Retype everything in the listing, leaving each line exactly as it is.

Point-based annotation data:

'''

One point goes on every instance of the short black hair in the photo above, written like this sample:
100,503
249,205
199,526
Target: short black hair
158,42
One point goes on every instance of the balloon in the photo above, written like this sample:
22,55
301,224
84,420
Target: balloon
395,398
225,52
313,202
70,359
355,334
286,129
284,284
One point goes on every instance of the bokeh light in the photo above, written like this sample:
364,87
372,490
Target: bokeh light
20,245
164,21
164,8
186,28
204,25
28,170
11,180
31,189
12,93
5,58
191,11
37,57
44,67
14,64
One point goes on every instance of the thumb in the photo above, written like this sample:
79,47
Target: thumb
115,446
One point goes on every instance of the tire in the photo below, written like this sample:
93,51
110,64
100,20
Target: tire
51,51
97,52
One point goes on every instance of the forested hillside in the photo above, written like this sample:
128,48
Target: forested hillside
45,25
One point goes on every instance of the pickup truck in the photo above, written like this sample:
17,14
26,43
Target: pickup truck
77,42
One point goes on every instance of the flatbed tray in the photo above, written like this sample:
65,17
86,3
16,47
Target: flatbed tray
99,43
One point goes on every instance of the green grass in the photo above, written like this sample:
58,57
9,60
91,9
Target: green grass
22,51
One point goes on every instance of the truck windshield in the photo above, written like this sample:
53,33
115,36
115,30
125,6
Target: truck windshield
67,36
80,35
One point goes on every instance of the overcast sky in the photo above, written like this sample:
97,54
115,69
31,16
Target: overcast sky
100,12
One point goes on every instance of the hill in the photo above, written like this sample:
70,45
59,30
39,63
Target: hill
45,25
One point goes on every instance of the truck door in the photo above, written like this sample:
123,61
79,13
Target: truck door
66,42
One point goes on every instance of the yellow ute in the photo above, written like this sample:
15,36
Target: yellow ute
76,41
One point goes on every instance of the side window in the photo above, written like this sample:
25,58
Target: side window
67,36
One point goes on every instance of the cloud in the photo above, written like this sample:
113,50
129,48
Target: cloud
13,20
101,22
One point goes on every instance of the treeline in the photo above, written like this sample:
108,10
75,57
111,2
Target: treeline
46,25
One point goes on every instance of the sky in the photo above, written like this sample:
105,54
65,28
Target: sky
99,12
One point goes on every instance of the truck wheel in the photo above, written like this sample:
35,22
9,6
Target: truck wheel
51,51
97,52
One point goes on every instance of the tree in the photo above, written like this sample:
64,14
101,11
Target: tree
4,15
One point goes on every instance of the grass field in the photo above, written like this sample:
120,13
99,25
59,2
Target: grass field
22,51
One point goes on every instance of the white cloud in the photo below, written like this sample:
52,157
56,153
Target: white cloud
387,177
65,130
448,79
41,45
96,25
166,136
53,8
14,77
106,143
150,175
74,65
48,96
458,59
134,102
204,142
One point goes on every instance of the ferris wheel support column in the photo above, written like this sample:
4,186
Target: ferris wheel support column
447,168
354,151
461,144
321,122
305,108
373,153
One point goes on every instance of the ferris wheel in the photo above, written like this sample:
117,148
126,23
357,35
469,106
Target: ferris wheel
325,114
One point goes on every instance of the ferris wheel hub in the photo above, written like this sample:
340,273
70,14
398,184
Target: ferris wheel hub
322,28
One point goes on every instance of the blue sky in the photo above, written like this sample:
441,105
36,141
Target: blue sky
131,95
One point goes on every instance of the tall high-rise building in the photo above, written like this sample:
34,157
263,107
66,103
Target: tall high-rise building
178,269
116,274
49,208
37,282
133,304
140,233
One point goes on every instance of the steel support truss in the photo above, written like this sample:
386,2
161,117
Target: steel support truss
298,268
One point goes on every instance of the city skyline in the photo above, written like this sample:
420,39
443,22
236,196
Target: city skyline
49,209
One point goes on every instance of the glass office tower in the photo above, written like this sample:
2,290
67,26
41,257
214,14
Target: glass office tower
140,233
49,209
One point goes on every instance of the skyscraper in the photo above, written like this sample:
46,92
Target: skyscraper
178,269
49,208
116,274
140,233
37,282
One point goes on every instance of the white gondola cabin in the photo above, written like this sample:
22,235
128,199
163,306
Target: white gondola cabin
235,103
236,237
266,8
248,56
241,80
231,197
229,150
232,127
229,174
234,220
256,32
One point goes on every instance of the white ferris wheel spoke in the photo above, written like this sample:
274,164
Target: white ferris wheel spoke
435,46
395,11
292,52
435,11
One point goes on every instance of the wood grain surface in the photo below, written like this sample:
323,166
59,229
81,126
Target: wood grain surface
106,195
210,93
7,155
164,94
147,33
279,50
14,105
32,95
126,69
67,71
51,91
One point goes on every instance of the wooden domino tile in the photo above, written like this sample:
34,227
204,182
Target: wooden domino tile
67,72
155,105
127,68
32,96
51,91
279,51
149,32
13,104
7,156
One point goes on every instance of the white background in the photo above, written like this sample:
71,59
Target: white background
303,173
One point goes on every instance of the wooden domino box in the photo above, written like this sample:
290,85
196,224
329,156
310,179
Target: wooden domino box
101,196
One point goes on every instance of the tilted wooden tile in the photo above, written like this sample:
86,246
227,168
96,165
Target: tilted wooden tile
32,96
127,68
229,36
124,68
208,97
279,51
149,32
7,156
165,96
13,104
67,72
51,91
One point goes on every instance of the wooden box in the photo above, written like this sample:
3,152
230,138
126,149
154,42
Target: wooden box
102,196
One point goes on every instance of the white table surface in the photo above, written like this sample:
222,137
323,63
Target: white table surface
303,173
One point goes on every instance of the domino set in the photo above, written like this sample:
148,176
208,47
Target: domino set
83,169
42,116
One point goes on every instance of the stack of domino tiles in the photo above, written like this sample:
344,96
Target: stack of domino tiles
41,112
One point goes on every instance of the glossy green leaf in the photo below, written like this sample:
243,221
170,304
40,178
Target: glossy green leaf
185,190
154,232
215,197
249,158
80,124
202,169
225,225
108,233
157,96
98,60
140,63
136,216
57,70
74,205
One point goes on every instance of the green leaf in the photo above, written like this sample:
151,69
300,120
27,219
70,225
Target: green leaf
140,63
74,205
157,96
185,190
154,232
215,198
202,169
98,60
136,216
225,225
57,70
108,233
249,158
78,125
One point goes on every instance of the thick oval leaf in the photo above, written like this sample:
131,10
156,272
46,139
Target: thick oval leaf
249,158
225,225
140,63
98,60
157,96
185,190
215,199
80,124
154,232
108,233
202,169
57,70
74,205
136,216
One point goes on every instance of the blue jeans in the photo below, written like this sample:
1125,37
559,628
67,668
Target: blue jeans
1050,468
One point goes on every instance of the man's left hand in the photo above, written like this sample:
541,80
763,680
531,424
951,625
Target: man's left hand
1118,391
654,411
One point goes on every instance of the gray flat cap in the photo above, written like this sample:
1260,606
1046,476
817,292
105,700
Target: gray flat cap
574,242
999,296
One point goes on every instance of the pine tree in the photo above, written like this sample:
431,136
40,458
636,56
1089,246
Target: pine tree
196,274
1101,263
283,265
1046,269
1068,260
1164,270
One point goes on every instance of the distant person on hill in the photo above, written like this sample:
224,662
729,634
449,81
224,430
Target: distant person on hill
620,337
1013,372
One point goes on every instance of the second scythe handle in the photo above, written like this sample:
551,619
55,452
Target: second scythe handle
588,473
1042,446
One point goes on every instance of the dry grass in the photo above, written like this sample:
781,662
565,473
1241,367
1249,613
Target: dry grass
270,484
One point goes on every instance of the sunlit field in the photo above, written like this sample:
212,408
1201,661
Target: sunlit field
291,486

'''

● Response:
One point goes on every instance of the short black hair in the photo above, written like this sample:
100,503
249,205
199,526
Target: short black hair
158,42
One point goes on every instance of the balloon in the photo above, written like this sample:
22,55
301,224
84,420
Target: balloon
395,398
225,52
313,202
70,359
355,334
286,129
284,284
One point goes on every instance of the bokeh light in the photo above, written like this sample:
364,87
372,490
Target: bokeh light
20,245
164,21
164,8
186,28
204,25
28,170
11,180
31,189
12,93
5,58
191,11
37,57
44,67
14,64
One point goes on every instance of the thumb in the photo above, written like this sample:
79,47
Target: thumb
115,446
One point goes on every instance of the tire in the photo below, written like this sample:
93,51
110,64
100,20
Target: tire
51,51
97,52
One point goes on every instance of the forested hillside in the photo above, written like this sample:
128,48
Target: forested hillside
45,25
One point goes on every instance of the pickup truck in the photo above, written like this sample:
17,14
26,43
Target: pickup truck
77,42
One point goes on every instance of the flatbed tray in the photo above, written like this sample:
65,17
86,3
16,47
Target: flatbed tray
99,43
One point goes on every instance of the green grass in the photo above, written like this sample:
58,57
9,60
91,9
Target: green grass
22,51
One point goes on every instance of the truck windshield in the photo above, written like this sample:
53,33
115,36
115,30
125,6
Target: truck windshield
67,36
80,35
One point goes on every instance of the overcast sky in the photo above, written like this sample:
97,54
115,69
31,16
Target: overcast sky
100,12
One point goes on every instance of the hill in the photo above, written like this sample:
70,45
59,30
39,63
Target: hill
45,25
One point goes on every instance of the truck door in the photo above, written like this sample:
123,61
79,13
Target: truck door
66,42
One point goes on every instance of the yellow ute in the photo above, written like this sample:
15,36
Target: yellow ute
76,41
One point goes on every instance of the side window in the photo above, written like this sample:
25,58
Target: side window
67,36
One point goes on every instance of the cloud in the photo above, written like this sample:
113,50
129,48
Target: cloud
13,20
101,22
One point goes on every instance of the treeline in the photo above, written like this sample:
108,10
75,57
111,2
Target: treeline
46,25
One point goes on every instance of the sky in the photo above, written like this sample:
105,54
65,28
Target: sky
99,12
One point goes on every instance of the truck wheel in the photo above, written like this sample:
35,22
9,6
Target: truck wheel
51,51
97,52
One point goes on every instance of the tree in the photo above, written like this sample:
64,14
101,11
Target: tree
4,15
One point goes on every instance of the grass field in the photo above, written like this sample:
120,13
99,25
59,2
Target: grass field
22,51
One point goes on every instance of the white cloud in the photo below, written like this sample:
52,157
56,153
Target: white cloud
387,177
65,130
448,79
41,45
96,25
166,136
53,8
14,77
106,143
150,175
74,65
48,96
458,59
134,102
204,142
One point goes on every instance of the ferris wheel support column in the photo above, written like this sample:
4,186
Target: ferris wheel support column
447,168
354,151
461,144
321,122
305,108
373,153
One point goes on every instance of the ferris wheel in the photo above, written like this sample:
117,148
126,23
357,35
469,106
Target: ferris wheel
325,114
One point goes on every instance of the ferris wheel hub in the photo above, written like this sample:
340,273
70,14
398,184
Target: ferris wheel hub
322,28
One point goes on every instance of the blue sky in the photo above, written like this sample:
441,105
36,141
Target: blue sky
131,95
One point goes on every instance of the tall high-rise building in the photo above, written like this sample:
34,157
263,107
66,103
Target: tall high-rise building
178,269
116,274
49,208
37,282
133,304
140,233
One point goes on every instance of the steel support truss in the photo above, written like this sample:
386,2
161,117
Target: steel support truss
298,268
One point goes on every instance of the city skyline in the photo above, written like this sample:
420,39
443,22
236,196
Target: city skyline
49,209
One point goes on every instance of the glass office tower in the photo above, written like this sample:
2,290
67,26
41,257
214,14
Target: glass office tower
140,233
49,209
One point goes on every instance of the skyscraper in the photo above, written like this sample:
46,92
Target: skyscraper
178,269
49,208
116,274
140,233
37,282
One point goes on every instance of the white gondola cabin in the photo above, written like this sample:
22,235
128,199
163,306
Target: white gondola cabin
235,103
236,237
266,8
248,56
241,80
231,197
229,150
232,127
229,174
234,220
256,32
One point goes on every instance of the white ferris wheel spoke in the photo above, written like this sample:
274,164
Target: white ferris wheel spoke
435,46
395,11
292,52
435,11
One point goes on every instance of the wood grain surface in the photo below, written like this sample:
323,166
59,229
81,126
Target: wood grain surface
106,195
210,93
7,155
164,94
147,33
279,50
14,105
32,95
126,69
67,71
51,91
One point goes on every instance of the wooden domino tile in the photo above, written like this sample:
34,227
204,182
Target: wooden domino tile
67,72
155,105
127,68
32,96
51,91
279,51
149,32
13,104
7,156
One point goes on every instance of the white background in the photo above, written like this sample:
71,59
Target: white background
303,173
One point goes on every instance of the wooden domino box in the photo above, written like this sample:
290,85
196,224
329,156
310,179
Target: wooden domino box
101,196
One point goes on every instance of the tilted wooden tile in the photo above, written like this sample:
86,246
227,168
96,165
Target: tilted wooden tile
32,96
127,68
229,36
124,68
208,97
279,51
149,32
7,156
165,96
13,104
67,72
51,91
One point goes on every instance of the wooden box in the photo above, written like this sample:
3,152
230,138
126,149
154,42
Target: wooden box
102,196
One point goes on every instance of the white table surface in the photo above, written like this sample:
222,137
323,63
Target: white table surface
303,173
One point goes on every instance of the domino set in the photo above, written like this sample:
148,176
208,47
Target: domino set
83,169
42,116
One point goes on every instance of the stack of domino tiles in the photo above, written like this sample:
344,96
Target: stack of domino tiles
41,112
One point goes on every instance of the glossy green leaf in the photo below, written like this sample:
243,221
170,304
40,178
Target: glossy green leaf
185,190
154,232
215,197
249,158
80,124
202,169
225,225
108,233
157,96
98,60
140,63
136,216
57,70
74,205
One point goes on every instance of the green leaf in the photo above, written like this sample:
151,69
300,120
27,219
70,225
Target: green leaf
140,63
74,205
157,96
185,190
154,232
215,198
202,169
98,60
136,216
225,225
57,70
108,233
249,158
78,125
One point goes on every instance of the thick oval leaf in the photo above, written like this sample:
131,10
156,272
46,139
Target: thick oval leaf
249,158
225,225
140,63
98,60
157,96
185,190
215,199
80,124
154,232
108,233
202,169
57,70
74,205
136,216
One point goes on every instance of the blue jeans in the photo below, written like this sample:
1125,37
559,628
67,668
Target: blue jeans
1050,468
One point goes on every instance of the man's left hand in the photo above, written like this sample:
541,80
763,680
531,424
951,625
Target: man's left hand
1118,391
654,411
One point goes on every instance of the gray flat cap in the photo above, written like this sample:
1260,606
1046,476
817,292
105,700
Target: gray flat cap
574,242
999,296
One point goes on every instance of the pine tree in the photo above, written like this sample:
431,136
40,458
636,56
1089,246
Target: pine tree
196,274
1101,263
283,265
1046,269
1068,260
1164,270
One point goes on every instance of the distant person on hill in the photo above, written like this sample:
224,662
729,634
449,81
224,430
Target: distant person on hill
620,337
1013,372
One point goes on every instance of the second scythe handle in the photo above, written like this sample:
551,619
55,452
Target: second scythe handle
588,473
1042,446
One point goes on every instance of the dry grass in the photo above, written like this sample:
781,662
565,473
1241,367
1249,613
Target: dry grass
270,484
One point goes on every instance of the sunlit field in the photo above, written like this sample:
212,408
1201,661
Target: sunlit field
291,486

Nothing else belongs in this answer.